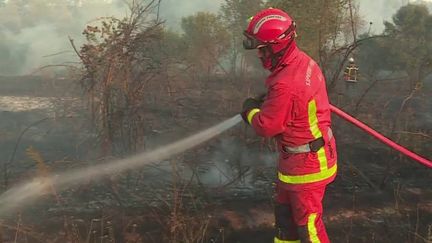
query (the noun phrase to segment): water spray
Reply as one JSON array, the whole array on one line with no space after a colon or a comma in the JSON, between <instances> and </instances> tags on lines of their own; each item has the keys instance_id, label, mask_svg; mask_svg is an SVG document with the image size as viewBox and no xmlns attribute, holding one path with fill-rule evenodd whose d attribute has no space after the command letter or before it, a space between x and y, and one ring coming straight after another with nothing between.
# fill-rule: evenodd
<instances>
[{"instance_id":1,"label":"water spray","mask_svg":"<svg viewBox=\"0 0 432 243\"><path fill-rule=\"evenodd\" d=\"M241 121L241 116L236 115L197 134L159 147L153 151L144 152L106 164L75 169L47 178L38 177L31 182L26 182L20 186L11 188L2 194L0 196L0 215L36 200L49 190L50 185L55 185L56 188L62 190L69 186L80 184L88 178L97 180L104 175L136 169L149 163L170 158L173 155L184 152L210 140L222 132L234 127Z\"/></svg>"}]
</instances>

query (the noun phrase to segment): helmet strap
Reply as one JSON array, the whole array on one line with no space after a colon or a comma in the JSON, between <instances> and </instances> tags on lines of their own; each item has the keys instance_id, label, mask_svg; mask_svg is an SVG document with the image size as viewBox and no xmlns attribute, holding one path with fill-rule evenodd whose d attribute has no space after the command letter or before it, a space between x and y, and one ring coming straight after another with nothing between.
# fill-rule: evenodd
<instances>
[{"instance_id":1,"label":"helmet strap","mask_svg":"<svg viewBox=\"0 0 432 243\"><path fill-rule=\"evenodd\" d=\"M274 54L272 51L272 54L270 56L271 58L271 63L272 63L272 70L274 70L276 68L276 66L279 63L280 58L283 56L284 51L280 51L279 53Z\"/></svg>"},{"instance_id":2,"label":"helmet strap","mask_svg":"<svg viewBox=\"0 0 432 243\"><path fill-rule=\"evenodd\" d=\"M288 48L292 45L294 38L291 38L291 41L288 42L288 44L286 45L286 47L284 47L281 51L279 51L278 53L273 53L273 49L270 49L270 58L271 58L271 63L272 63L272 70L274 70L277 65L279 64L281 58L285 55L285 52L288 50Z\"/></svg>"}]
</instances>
-- -- --
→ **What this task involves**
Output each line above exactly. Skip the images.

→ **Result for this exercise**
query (the noun phrase to segment): water spray
Reply as one JSON array, the whole array on one line with no space after a colon or a comma in the JSON, between <instances> and </instances> tags on lines of their own; each item has the keys instance_id, label, mask_svg; mask_svg is an SVG document with the image size as viewBox and no xmlns attribute, holding one path with fill-rule evenodd whose d attribute has no space after the command letter or before it, a space between x and y, and one ring coming straight after another with nothing between.
# fill-rule: evenodd
<instances>
[{"instance_id":1,"label":"water spray","mask_svg":"<svg viewBox=\"0 0 432 243\"><path fill-rule=\"evenodd\" d=\"M241 121L241 116L236 115L197 134L159 147L153 151L144 152L106 164L75 169L47 178L38 177L31 182L26 182L20 186L11 188L2 194L0 196L0 215L36 200L49 190L50 185L55 185L56 188L62 190L69 186L80 184L88 178L97 180L104 175L136 169L149 163L170 158L173 155L184 152L210 140L222 132L234 127Z\"/></svg>"}]
</instances>

query (the noun phrase to segment): helmet strap
Reply as one JSON array, the whole array on one line with no space after a colon or a comma in the JSON, between <instances> and </instances> tags on lines of their own; each item has the keys instance_id, label, mask_svg; mask_svg is an SVG document with the image size as viewBox and no xmlns attribute, holding one path with fill-rule evenodd whose d attribute has no space after the command letter or before it, a space between x and y, and one ring coming straight after another with nothing between.
# fill-rule: evenodd
<instances>
[{"instance_id":1,"label":"helmet strap","mask_svg":"<svg viewBox=\"0 0 432 243\"><path fill-rule=\"evenodd\" d=\"M274 54L272 51L272 54L270 56L271 58L271 63L272 63L272 70L274 70L276 68L276 66L279 63L280 58L283 56L284 51L280 51L279 53Z\"/></svg>"},{"instance_id":2,"label":"helmet strap","mask_svg":"<svg viewBox=\"0 0 432 243\"><path fill-rule=\"evenodd\" d=\"M288 48L292 45L294 38L291 38L291 41L288 42L288 44L286 45L286 47L284 47L281 51L279 51L278 53L273 53L273 49L270 49L270 58L271 58L271 63L272 63L272 70L274 70L277 65L279 64L281 58L285 55L285 52L288 50Z\"/></svg>"}]
</instances>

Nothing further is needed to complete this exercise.